[Begin]

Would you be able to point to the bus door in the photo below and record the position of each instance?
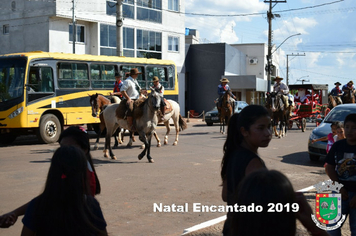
(40, 83)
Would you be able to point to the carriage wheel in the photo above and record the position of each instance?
(290, 125)
(304, 124)
(316, 121)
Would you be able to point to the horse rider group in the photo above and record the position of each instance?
(339, 94)
(129, 90)
(281, 88)
(223, 87)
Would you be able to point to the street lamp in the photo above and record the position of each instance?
(285, 40)
(269, 59)
(300, 79)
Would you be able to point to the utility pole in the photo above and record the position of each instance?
(288, 64)
(119, 23)
(74, 27)
(269, 66)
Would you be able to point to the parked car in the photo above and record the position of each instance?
(212, 116)
(338, 113)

[End]

What the task requires> Rewrite the whole listing above, replacing "photo" with "image" and changing nothing else. Leave out the pictures.

Right answer>
Would you be able to point to the bus door in the image below and record the position of each instance?
(40, 83)
Would you be able to point to the carriage wheel in the image above and record the position of each instance?
(290, 125)
(304, 124)
(316, 121)
Would you be able to point to the horse rider group in the image above and record the position of each instance?
(339, 94)
(129, 90)
(281, 88)
(223, 87)
Would you be able to point to the street lamp in the image above and record the position of each instance?
(285, 40)
(269, 59)
(300, 79)
Would you be able to point to the utility pole in the image above and record the position of each instance?
(288, 64)
(119, 23)
(74, 27)
(269, 66)
Would you be able to point to the parked car in the image above and record the position of each instance?
(212, 116)
(338, 113)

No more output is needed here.